Problem statement:
Count the lines in the data below that contain the string "woman", treating uppercase and lowercase letters as distinct, and give only that number.

Data section:
====
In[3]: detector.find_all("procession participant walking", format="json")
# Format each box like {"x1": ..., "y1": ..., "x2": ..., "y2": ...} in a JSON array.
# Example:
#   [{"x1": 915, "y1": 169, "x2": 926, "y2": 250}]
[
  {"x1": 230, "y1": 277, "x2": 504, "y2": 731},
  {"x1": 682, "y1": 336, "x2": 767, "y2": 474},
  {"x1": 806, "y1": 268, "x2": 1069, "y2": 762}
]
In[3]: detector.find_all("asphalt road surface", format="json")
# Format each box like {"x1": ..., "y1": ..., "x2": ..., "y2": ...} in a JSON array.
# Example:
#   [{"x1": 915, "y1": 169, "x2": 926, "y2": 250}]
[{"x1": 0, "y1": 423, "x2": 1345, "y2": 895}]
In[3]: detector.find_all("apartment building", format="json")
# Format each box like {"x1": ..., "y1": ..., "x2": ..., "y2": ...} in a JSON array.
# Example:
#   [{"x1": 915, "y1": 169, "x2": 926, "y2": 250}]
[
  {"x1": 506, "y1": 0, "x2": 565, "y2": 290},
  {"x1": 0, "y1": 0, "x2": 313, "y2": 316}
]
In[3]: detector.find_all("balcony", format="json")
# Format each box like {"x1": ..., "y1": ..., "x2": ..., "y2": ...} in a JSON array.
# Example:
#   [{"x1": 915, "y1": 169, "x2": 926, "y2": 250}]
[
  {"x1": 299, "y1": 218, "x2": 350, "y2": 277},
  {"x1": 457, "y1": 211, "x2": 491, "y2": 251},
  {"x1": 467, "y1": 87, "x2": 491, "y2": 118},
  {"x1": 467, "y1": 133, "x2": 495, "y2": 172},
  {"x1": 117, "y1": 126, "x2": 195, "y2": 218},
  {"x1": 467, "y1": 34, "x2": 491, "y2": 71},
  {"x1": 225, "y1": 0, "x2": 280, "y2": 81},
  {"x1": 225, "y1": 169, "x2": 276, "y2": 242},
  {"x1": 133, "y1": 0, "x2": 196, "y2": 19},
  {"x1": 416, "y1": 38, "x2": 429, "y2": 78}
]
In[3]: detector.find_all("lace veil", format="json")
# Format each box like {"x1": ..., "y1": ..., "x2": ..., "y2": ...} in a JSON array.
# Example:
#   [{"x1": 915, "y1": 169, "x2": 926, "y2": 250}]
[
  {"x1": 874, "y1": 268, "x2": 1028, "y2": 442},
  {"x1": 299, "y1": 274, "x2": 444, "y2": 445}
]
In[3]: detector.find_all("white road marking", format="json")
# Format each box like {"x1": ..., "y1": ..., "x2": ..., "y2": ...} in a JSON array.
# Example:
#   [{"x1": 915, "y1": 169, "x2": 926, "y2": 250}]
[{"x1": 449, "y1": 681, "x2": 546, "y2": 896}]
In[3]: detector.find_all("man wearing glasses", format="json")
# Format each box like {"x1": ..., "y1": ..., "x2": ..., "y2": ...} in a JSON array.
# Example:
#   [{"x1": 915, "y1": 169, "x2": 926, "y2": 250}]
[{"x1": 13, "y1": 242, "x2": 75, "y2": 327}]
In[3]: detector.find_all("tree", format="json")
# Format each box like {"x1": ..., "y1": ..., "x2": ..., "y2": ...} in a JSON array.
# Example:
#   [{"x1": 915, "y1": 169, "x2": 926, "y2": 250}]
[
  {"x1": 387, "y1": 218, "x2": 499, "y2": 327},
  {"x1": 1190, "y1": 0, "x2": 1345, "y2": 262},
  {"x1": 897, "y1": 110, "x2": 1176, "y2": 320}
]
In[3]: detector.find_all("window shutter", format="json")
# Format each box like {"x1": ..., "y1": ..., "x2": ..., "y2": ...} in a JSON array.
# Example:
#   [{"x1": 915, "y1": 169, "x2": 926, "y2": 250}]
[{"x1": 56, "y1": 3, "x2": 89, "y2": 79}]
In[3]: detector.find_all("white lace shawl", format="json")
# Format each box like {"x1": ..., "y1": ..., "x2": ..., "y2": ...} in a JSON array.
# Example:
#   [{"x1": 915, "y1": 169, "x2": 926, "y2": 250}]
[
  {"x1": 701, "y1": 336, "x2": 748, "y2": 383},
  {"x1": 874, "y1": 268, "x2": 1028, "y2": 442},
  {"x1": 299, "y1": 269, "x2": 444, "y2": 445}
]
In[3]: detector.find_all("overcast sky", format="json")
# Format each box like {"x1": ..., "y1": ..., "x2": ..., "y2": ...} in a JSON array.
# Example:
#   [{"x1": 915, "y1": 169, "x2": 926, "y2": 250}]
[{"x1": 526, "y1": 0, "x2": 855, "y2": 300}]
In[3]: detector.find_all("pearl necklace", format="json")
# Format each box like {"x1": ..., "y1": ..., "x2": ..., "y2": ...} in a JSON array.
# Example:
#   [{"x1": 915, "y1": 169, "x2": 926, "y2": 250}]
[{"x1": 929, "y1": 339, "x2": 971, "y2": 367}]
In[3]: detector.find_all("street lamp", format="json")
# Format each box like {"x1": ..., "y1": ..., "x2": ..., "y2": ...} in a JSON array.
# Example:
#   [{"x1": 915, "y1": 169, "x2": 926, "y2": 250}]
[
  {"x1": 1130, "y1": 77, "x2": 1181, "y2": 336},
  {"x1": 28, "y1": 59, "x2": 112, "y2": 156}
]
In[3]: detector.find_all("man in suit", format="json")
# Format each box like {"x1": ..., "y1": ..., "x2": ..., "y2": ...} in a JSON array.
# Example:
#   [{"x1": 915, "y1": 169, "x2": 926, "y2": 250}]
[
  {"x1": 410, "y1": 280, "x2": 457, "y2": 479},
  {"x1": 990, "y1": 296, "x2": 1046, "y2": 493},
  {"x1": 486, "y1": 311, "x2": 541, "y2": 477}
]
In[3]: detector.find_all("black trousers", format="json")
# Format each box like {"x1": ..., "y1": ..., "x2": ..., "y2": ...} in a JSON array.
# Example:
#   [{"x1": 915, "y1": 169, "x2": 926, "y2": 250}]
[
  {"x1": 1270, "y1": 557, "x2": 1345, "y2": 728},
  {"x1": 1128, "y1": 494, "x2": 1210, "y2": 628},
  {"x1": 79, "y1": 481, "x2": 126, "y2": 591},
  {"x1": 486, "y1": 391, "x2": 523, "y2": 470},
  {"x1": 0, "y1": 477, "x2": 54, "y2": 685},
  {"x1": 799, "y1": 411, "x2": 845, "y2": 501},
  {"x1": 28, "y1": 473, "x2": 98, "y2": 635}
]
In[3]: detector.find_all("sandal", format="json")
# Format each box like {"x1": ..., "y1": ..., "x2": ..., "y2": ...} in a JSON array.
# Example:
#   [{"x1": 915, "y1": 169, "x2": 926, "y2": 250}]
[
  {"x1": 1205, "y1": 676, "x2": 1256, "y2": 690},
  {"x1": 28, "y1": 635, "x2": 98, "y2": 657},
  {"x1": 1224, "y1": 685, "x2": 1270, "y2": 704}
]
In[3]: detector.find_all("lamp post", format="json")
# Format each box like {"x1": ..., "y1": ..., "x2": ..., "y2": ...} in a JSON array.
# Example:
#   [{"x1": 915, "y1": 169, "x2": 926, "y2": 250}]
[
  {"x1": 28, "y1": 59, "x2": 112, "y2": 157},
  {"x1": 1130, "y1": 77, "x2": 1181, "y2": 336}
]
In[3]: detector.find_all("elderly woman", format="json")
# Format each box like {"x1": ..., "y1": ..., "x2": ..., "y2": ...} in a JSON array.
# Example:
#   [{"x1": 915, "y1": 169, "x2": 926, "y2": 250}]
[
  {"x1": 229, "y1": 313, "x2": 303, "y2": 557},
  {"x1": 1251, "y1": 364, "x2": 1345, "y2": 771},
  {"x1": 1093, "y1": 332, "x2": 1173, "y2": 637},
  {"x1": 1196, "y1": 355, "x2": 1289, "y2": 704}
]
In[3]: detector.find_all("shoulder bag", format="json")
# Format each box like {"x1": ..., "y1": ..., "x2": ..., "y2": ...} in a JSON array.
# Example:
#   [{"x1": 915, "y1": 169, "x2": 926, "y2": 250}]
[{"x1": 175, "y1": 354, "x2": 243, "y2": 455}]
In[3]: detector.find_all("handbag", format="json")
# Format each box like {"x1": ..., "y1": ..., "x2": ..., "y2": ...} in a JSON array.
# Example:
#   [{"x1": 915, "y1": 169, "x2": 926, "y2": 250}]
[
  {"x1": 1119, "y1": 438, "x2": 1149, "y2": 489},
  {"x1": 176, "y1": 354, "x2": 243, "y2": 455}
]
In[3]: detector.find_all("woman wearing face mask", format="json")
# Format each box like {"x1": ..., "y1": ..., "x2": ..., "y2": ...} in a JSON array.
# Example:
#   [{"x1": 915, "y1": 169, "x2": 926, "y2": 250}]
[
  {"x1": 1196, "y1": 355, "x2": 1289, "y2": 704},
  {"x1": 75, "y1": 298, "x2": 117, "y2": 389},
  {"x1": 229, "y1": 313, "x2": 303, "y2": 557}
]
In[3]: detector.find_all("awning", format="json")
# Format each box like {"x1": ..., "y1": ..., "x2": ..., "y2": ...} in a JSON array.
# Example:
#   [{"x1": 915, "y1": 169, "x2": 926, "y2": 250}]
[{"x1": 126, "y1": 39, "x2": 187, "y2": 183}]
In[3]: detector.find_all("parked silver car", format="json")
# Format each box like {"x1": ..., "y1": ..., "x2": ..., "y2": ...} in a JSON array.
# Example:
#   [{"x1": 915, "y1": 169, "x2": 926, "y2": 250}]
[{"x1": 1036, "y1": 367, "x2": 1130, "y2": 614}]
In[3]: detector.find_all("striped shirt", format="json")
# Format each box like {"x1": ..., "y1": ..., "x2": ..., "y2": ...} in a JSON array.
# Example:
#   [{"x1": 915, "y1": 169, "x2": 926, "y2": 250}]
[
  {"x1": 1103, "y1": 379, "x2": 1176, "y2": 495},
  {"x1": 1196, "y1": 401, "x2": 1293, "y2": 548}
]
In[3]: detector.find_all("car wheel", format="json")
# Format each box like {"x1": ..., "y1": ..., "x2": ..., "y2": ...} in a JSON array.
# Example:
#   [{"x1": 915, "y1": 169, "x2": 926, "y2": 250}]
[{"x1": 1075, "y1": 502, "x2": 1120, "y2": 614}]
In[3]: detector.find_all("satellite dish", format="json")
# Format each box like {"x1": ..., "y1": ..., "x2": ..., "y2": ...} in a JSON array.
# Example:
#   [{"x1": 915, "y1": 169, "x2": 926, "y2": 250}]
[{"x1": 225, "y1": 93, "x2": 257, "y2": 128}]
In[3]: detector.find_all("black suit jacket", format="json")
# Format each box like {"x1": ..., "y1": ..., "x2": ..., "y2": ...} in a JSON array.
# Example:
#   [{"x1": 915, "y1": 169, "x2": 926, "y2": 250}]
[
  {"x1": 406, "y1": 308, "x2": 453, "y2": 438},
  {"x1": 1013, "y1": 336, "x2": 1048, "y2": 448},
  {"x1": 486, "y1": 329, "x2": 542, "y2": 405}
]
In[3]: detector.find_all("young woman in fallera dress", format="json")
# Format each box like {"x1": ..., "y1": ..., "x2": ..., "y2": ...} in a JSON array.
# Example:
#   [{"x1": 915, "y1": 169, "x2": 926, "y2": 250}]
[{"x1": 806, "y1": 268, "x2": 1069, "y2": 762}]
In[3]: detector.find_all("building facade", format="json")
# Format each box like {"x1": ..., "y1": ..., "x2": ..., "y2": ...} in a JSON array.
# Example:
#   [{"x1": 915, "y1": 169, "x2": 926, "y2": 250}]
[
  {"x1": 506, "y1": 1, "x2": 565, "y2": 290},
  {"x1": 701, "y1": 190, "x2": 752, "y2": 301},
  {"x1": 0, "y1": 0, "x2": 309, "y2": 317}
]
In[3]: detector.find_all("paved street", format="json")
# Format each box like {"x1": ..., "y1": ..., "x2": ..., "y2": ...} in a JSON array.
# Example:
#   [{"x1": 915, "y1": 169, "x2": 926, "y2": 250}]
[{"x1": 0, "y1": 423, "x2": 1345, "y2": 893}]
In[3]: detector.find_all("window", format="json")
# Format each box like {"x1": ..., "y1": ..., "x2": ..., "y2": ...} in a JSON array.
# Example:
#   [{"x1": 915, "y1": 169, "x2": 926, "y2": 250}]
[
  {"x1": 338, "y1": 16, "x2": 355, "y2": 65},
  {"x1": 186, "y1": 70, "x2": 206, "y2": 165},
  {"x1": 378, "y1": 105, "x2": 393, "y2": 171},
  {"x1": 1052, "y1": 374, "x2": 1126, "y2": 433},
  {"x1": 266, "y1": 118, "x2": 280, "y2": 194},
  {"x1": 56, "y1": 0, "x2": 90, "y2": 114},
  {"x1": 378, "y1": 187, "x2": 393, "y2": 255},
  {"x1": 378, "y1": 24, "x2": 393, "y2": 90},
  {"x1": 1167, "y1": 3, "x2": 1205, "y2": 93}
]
====
Answer for the task:
3